### WHAT NEEDS TO BE DONE:
Swap "pointer" for "locator" everywhere it appears in the rows below, and keep every other part of the lines the same. Leave the pictures out of your answer.

### MATERIAL FOR THIS TASK:
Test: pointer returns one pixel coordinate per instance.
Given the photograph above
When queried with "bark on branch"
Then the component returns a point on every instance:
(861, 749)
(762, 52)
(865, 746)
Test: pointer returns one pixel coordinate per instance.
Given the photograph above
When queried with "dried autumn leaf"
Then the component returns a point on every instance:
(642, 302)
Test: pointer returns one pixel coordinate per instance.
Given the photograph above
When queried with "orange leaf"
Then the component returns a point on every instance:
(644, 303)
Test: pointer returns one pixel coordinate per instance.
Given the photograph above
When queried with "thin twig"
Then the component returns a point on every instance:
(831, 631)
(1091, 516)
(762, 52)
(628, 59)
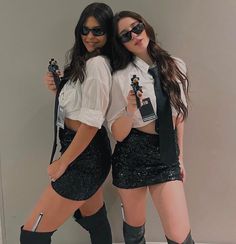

### SOLUTION TO THIS TASK:
Test: locator returns one pixel coordinate per instance.
Given the photograph above
When queried with "bark on branch"
Then the component returns a point on every instance:
(861, 749)
(762, 52)
(865, 746)
Test: locator returns one pixel coordinate per instance.
Given the photograph above
When queried with "dried autumn leaf"
Then the component returns a point on every instance:
(642, 302)
Test: locator returns one pixel coordinate per instance.
Given the photograph above
When queried with "orange leaf"
Then the component returns a point on every instance:
(644, 303)
Test: locator returns one pixel coordinate per instance.
Given the photograph above
When queried with "thin twig"
Then the component returns a point on every instance:
(831, 631)
(1091, 516)
(762, 52)
(628, 59)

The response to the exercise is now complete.